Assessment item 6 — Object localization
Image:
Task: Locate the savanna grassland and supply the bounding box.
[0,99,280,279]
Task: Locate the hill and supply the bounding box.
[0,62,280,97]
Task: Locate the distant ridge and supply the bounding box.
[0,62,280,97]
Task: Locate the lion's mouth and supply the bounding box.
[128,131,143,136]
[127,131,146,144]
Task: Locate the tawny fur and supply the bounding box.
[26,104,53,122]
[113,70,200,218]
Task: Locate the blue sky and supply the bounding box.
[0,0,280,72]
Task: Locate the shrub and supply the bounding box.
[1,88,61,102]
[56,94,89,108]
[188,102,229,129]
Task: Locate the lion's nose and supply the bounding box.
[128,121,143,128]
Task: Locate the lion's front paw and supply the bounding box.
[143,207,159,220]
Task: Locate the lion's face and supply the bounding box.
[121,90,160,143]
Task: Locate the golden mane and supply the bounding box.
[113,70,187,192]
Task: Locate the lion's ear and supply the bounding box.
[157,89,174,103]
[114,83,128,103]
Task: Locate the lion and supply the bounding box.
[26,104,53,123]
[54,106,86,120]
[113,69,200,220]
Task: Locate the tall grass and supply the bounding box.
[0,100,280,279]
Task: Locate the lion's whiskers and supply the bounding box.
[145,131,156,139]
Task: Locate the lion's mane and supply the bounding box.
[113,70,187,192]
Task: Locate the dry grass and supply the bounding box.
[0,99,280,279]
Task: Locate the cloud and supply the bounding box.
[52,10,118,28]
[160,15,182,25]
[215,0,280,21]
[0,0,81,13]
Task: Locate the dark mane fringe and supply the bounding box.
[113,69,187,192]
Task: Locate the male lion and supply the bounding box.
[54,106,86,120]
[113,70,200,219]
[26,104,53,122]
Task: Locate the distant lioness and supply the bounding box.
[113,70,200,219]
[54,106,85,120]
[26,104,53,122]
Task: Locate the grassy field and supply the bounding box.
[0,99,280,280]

-*-*-

Please render every line of the records above as a JSON list of strings, one string per line, leaving out blank lines.

[
  "Assessment item 6 — Object localization",
  "Image:",
  "Task: Locate the savanna grassland and supply the bounding box.",
  "[0,99,280,279]",
  "Task: Locate the hill and supply the bounding box.",
  "[0,62,280,97]",
  "Task: Locate the distant ridge and supply the bounding box.",
  "[0,62,280,97]",
  "Task: Locate the lion's mouth and supply the bounding box.",
  "[128,131,143,136]",
  "[127,131,146,144]",
  "Task: Locate the tawny fur and supply the bounding box.",
  "[26,104,53,122]",
  "[113,70,200,218]",
  "Task: Locate the blue sky and supply the bounding box.",
  "[0,0,280,72]",
  "Task: Locate the shrub and supply the bounding box.",
  "[1,88,61,102]",
  "[56,94,89,108]",
  "[188,102,229,129]",
  "Task: Locate the lion's nose and supply the bounding box.",
  "[128,121,143,128]",
  "Task: Locate the lion's front paw and supply the bounding box.",
  "[143,207,159,220]",
  "Task: Locate the lion's face and supply the bounding box.",
  "[121,90,160,143]",
  "Task: Locate the golden mane and supply the bounding box.",
  "[113,70,187,192]",
  "Task: Locate the lion's ear and supply the bounding box.",
  "[157,89,174,103]",
  "[114,83,128,103]",
  "Task: Locate the lion and supply the bounding box.",
  "[26,104,53,123]",
  "[54,106,86,120]",
  "[113,69,200,220]",
  "Task: Locate the tall grass and supply the bounding box.",
  "[0,100,280,279]",
  "Task: Locate the lion's whiskers and supply the bounding box.",
  "[145,131,156,139]",
  "Task: Locate the lion's mane and supply the bounding box.",
  "[113,70,187,192]",
  "Task: Locate the dry grass and supply the bounding box.",
  "[0,99,280,279]",
  "Task: Locate the cloud and supply the bounding box.",
  "[52,10,118,28]",
  "[160,15,182,25]",
  "[215,0,280,21]",
  "[0,0,81,13]",
  "Task: Locate the dark mane fringe and supply the bounding box.",
  "[113,69,187,192]",
  "Task: Locate the male lion and supply the bounding box.",
  "[54,106,86,120]",
  "[113,70,200,219]",
  "[26,104,53,122]",
  "Task: Locate the distant lioness and supply the bounding box.",
  "[113,70,200,219]",
  "[54,106,85,120]",
  "[26,104,53,122]",
  "Task: Locate the grassy field and supply the bounding box.",
  "[0,99,280,280]"
]